_YOUR INSTRUCTIONS:_ Your answer must be the full listing below, repeated exactly, with no pictures in it.

_MATERIAL TO PROCESS:_
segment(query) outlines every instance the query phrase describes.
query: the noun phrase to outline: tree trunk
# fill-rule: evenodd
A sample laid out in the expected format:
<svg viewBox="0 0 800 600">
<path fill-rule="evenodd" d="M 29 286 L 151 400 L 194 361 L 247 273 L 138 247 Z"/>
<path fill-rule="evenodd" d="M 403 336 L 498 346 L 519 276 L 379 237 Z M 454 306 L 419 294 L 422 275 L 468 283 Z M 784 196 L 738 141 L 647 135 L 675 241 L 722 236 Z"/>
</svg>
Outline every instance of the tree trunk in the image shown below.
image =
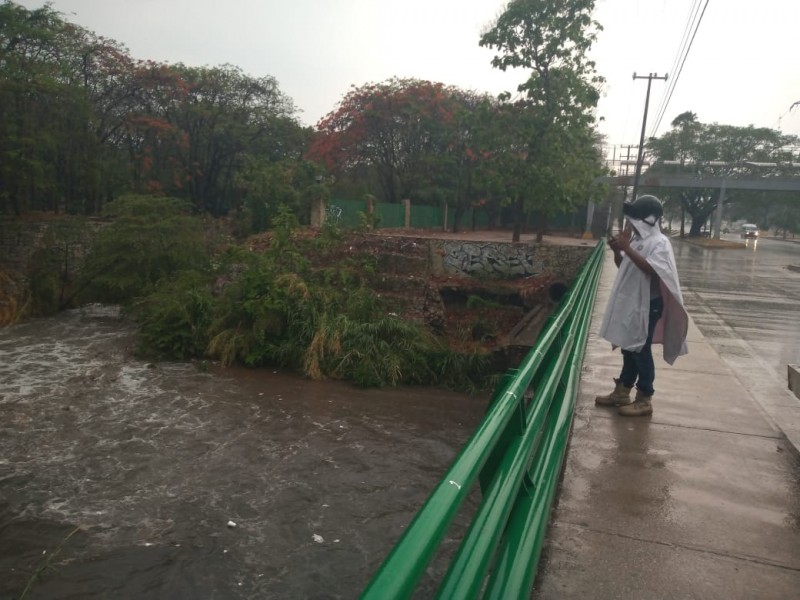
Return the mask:
<svg viewBox="0 0 800 600">
<path fill-rule="evenodd" d="M 517 198 L 514 202 L 514 233 L 511 235 L 512 242 L 518 242 L 522 233 L 522 198 Z"/>
<path fill-rule="evenodd" d="M 461 217 L 464 216 L 464 207 L 461 204 L 456 204 L 456 209 L 453 211 L 453 233 L 458 233 L 461 222 Z"/>
<path fill-rule="evenodd" d="M 547 231 L 547 217 L 542 216 L 539 220 L 539 227 L 536 228 L 536 243 L 541 244 L 544 234 Z"/>
<path fill-rule="evenodd" d="M 689 237 L 698 237 L 703 231 L 704 219 L 692 219 L 692 226 L 689 229 Z"/>
</svg>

_YOUR RESPONSE:_
segment(query) outlines every instance the query phrase describes.
query: the noun phrase to outline: tree trunk
# fill-rule: evenodd
A sample laid out in the expected format:
<svg viewBox="0 0 800 600">
<path fill-rule="evenodd" d="M 29 286 L 151 400 L 194 361 L 247 273 L 138 247 Z"/>
<path fill-rule="evenodd" d="M 403 336 L 498 346 L 519 276 L 379 237 Z M 454 306 L 419 294 L 422 275 L 468 283 Z M 784 196 L 738 141 L 647 135 L 675 241 L 722 236 Z"/>
</svg>
Outline every instance of the tree trunk in the image shown below.
image =
Return the mask:
<svg viewBox="0 0 800 600">
<path fill-rule="evenodd" d="M 517 198 L 514 202 L 514 233 L 511 235 L 512 242 L 518 242 L 522 233 L 522 198 Z"/>
<path fill-rule="evenodd" d="M 461 217 L 464 216 L 464 207 L 461 204 L 456 204 L 456 209 L 453 211 L 453 233 L 458 233 L 461 222 Z"/>
<path fill-rule="evenodd" d="M 547 231 L 547 217 L 542 216 L 539 220 L 539 227 L 536 228 L 536 243 L 541 244 L 544 234 Z"/>
<path fill-rule="evenodd" d="M 689 237 L 698 237 L 703 231 L 704 219 L 692 219 L 692 226 L 689 229 Z"/>
</svg>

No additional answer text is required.